◆ PROBLEM REQUIREMENTS
Please print every one of the records below word for word, keeping each line unchanged and in the same order.
========================
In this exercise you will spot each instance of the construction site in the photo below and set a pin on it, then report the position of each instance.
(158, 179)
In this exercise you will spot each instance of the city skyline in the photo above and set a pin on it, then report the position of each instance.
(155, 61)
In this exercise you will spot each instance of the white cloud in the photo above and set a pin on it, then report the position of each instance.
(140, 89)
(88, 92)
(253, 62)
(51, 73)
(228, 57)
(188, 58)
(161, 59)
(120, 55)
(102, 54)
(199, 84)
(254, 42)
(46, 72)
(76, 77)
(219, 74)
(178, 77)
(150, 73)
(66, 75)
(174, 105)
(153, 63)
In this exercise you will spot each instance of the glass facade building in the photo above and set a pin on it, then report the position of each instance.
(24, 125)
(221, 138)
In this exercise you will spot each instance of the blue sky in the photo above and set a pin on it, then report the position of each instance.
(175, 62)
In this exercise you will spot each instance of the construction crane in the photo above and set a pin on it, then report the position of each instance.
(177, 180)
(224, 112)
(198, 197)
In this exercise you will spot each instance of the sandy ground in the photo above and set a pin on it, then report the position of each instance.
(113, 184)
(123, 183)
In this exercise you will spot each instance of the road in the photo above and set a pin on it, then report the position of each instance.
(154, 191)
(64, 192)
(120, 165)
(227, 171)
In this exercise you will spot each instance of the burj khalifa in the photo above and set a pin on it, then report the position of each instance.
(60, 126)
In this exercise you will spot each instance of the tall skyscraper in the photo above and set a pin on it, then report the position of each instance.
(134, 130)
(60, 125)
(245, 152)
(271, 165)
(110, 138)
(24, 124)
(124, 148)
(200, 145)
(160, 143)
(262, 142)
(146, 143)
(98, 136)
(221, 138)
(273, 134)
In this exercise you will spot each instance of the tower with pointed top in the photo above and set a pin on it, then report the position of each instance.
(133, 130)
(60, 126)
========================
◆ TASK OUTPUT
In this exercise you will spot each instance of the construction site in the photo below and set a pin on it, then report the position of each instance.
(158, 179)
In this exercise you will spot each instance of the city skyline in the photo above and set a pin on it, then report the position of each instance.
(155, 61)
In this exercise you will spot each instance of the white cloud in the photo above and set a pin on it, then report the position of each instance.
(140, 89)
(88, 92)
(253, 62)
(51, 73)
(228, 57)
(188, 58)
(161, 59)
(120, 55)
(102, 54)
(199, 84)
(254, 42)
(46, 72)
(76, 77)
(219, 74)
(178, 77)
(150, 73)
(66, 75)
(174, 105)
(153, 63)
In this exercise you will spot each instance of the glass facade building in the photo above and set a pin on it, then report the position of each instance.
(24, 125)
(221, 138)
In this exercise you will spot each instance of the blue sky in the photo above and set a pin on it, then report the position of each instance.
(175, 62)
In this exercise you will spot each instance of the construction crane in the photo above and set a pin on it, then report the position of each instance.
(177, 180)
(224, 112)
(198, 197)
In this exercise you will spot each instance of the sandy ground in the photo above and set a pin on it, then report the position of each instance.
(113, 184)
(123, 183)
In this exercise you will spot each instance of the road in the photo above and set a pin on it, then report the position of each instance.
(154, 191)
(64, 192)
(120, 165)
(227, 171)
In this exercise you will spot each instance of the burj khalifa in the photo above and set a pin on it, then report the position of each instance.
(60, 126)
In this exercise you will spot each instance of the tall skyscraper in the photo above and set a pin on it, then report the position of each instance.
(134, 130)
(60, 125)
(245, 152)
(271, 165)
(110, 138)
(24, 124)
(124, 148)
(200, 145)
(160, 143)
(262, 142)
(146, 143)
(98, 136)
(221, 138)
(273, 134)
In this exercise you will spot each instance of the tower with pointed top in the photo above and set a pin on it, then report the position of each instance.
(133, 130)
(60, 126)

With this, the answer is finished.